**TRY IT:**
Go through the material line by line. Say how many lines contain the word "plant", and give nothing more.

───── DATA EXTRACT ─────

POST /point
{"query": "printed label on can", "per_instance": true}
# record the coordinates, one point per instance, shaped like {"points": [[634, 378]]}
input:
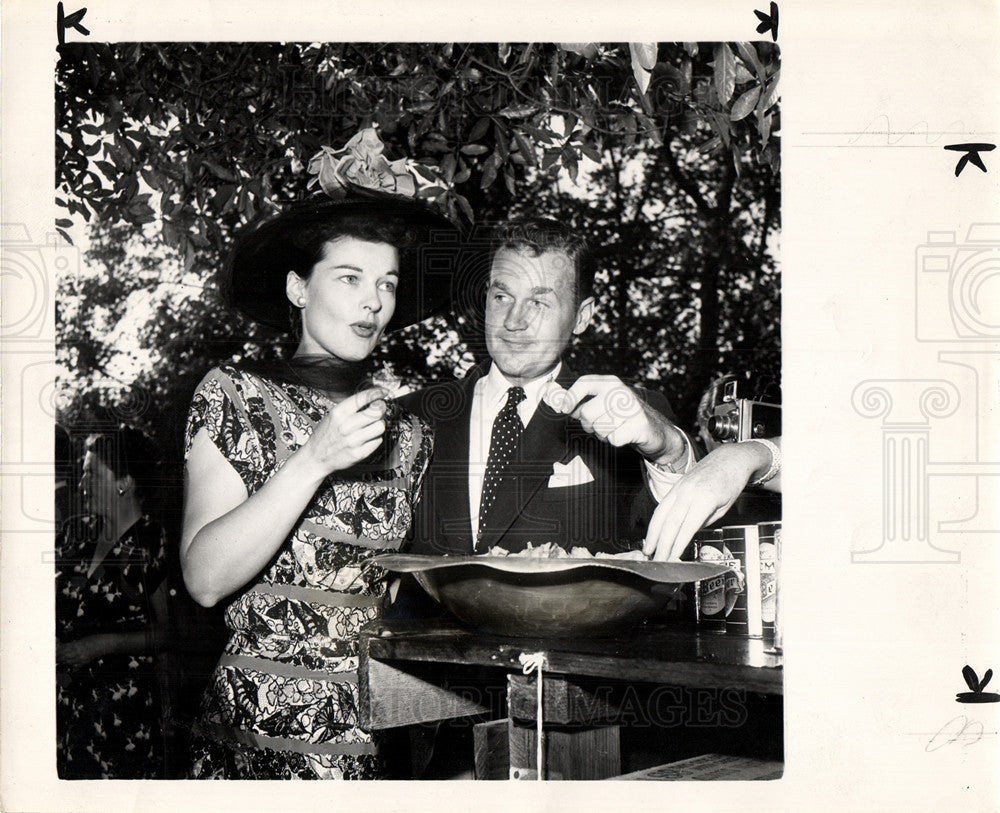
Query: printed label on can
{"points": [[768, 585], [712, 592]]}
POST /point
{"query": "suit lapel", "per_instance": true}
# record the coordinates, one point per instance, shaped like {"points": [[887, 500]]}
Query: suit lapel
{"points": [[543, 442]]}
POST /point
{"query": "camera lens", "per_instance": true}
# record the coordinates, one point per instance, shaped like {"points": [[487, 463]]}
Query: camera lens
{"points": [[723, 427]]}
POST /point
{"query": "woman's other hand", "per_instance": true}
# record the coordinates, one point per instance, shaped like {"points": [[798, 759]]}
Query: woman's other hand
{"points": [[350, 432]]}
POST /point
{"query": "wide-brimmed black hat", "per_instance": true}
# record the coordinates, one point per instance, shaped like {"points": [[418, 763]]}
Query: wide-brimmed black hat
{"points": [[264, 252]]}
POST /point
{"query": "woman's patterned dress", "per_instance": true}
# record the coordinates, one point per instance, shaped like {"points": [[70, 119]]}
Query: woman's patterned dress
{"points": [[283, 700], [108, 712]]}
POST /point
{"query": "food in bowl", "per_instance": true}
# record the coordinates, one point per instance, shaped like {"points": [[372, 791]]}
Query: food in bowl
{"points": [[550, 550]]}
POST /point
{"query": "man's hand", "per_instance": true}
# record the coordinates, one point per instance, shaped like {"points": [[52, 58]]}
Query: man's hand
{"points": [[613, 412], [703, 495]]}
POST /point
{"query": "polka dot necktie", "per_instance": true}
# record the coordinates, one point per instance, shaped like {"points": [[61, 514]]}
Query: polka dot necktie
{"points": [[507, 429]]}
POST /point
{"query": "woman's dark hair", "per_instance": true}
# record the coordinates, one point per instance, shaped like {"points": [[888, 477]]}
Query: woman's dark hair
{"points": [[128, 452], [307, 241]]}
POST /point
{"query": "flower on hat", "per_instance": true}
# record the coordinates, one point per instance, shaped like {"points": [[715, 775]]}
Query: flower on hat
{"points": [[361, 162]]}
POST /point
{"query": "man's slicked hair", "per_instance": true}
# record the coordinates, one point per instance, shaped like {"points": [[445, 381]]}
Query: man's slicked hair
{"points": [[537, 235]]}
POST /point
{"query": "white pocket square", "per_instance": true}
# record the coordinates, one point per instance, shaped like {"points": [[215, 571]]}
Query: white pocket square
{"points": [[574, 473]]}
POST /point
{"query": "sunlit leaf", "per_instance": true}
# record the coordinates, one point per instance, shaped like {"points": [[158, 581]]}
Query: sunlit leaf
{"points": [[744, 105], [725, 73]]}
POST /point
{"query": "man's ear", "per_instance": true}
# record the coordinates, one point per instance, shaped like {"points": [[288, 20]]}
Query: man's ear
{"points": [[295, 289], [584, 313]]}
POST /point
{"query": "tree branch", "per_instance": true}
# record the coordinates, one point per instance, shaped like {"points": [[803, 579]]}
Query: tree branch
{"points": [[689, 187]]}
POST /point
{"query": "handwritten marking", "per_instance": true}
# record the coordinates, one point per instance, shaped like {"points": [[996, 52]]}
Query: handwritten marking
{"points": [[948, 735], [971, 150]]}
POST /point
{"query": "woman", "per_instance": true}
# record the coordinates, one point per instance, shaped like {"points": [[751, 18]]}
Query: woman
{"points": [[297, 474], [111, 614]]}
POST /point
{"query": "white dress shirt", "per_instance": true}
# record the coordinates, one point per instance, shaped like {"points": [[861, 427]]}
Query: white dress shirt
{"points": [[489, 397]]}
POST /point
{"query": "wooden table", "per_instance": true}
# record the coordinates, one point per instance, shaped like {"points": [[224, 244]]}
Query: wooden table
{"points": [[427, 670]]}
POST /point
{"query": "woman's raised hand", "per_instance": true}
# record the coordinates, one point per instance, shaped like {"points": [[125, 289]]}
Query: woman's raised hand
{"points": [[349, 432]]}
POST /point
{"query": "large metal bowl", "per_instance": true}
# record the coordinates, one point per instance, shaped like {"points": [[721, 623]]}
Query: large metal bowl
{"points": [[565, 597]]}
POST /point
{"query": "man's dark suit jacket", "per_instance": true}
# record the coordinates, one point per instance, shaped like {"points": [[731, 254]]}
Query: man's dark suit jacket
{"points": [[610, 513]]}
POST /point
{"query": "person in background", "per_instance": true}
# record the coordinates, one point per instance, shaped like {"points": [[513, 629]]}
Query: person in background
{"points": [[111, 616]]}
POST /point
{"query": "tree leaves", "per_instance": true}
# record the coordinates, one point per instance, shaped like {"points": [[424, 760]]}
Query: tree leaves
{"points": [[725, 73], [770, 95], [643, 61], [745, 104], [220, 132]]}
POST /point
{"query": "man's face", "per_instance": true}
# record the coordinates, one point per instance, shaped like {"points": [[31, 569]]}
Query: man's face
{"points": [[531, 312]]}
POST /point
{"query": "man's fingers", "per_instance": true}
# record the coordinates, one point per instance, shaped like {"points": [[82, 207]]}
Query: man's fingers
{"points": [[667, 535], [656, 524], [685, 533]]}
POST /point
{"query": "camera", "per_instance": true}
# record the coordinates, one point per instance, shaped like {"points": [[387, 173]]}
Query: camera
{"points": [[734, 419], [958, 286]]}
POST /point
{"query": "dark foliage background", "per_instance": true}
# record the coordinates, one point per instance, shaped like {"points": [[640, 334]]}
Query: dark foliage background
{"points": [[164, 149]]}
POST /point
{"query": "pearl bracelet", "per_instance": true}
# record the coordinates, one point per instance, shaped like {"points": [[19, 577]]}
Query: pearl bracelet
{"points": [[775, 467]]}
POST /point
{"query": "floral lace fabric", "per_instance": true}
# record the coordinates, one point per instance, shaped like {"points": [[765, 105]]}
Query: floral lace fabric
{"points": [[283, 701], [108, 712]]}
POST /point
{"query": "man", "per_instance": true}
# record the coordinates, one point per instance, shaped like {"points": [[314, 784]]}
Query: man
{"points": [[525, 450]]}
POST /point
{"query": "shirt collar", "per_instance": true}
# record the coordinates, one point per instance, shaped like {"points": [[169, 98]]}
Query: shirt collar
{"points": [[495, 392]]}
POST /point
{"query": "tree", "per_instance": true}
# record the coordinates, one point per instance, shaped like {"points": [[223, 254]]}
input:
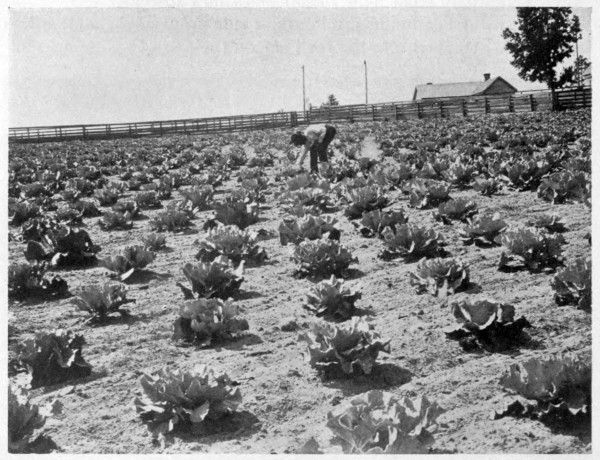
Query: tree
{"points": [[544, 38], [331, 100], [581, 64]]}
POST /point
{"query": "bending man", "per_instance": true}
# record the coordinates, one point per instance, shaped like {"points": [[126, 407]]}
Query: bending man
{"points": [[316, 139]]}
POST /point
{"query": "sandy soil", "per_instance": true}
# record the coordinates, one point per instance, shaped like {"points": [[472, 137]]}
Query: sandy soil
{"points": [[285, 402]]}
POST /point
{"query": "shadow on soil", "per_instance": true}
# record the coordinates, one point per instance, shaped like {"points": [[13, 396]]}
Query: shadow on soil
{"points": [[581, 429], [239, 425], [240, 342], [382, 377], [248, 295], [95, 375], [145, 276]]}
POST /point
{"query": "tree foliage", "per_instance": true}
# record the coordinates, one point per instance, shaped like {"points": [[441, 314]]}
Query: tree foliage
{"points": [[331, 101], [543, 39]]}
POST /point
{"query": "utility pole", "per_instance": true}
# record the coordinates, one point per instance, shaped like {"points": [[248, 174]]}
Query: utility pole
{"points": [[303, 93], [577, 63], [366, 86]]}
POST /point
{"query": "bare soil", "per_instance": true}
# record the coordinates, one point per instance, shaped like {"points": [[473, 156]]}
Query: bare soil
{"points": [[285, 401]]}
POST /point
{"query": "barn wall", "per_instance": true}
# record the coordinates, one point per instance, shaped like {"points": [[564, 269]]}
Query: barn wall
{"points": [[499, 87]]}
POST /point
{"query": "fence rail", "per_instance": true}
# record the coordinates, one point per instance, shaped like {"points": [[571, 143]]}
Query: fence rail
{"points": [[429, 108]]}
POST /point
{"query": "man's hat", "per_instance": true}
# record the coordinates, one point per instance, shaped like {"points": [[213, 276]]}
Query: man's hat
{"points": [[297, 138]]}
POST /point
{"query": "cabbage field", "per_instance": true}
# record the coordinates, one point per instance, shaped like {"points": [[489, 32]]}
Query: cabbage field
{"points": [[430, 292]]}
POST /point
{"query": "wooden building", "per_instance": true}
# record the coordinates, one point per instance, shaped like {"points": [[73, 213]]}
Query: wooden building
{"points": [[485, 87]]}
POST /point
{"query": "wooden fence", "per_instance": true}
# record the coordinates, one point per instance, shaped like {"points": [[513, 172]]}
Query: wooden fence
{"points": [[446, 107]]}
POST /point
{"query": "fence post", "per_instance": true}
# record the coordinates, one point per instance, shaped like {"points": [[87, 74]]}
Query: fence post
{"points": [[531, 103]]}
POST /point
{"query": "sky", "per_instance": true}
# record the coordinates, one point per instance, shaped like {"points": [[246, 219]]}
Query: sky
{"points": [[109, 65]]}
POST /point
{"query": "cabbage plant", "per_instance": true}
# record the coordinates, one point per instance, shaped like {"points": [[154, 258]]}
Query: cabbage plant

─────

**WRITTEN RESPONSE:**
2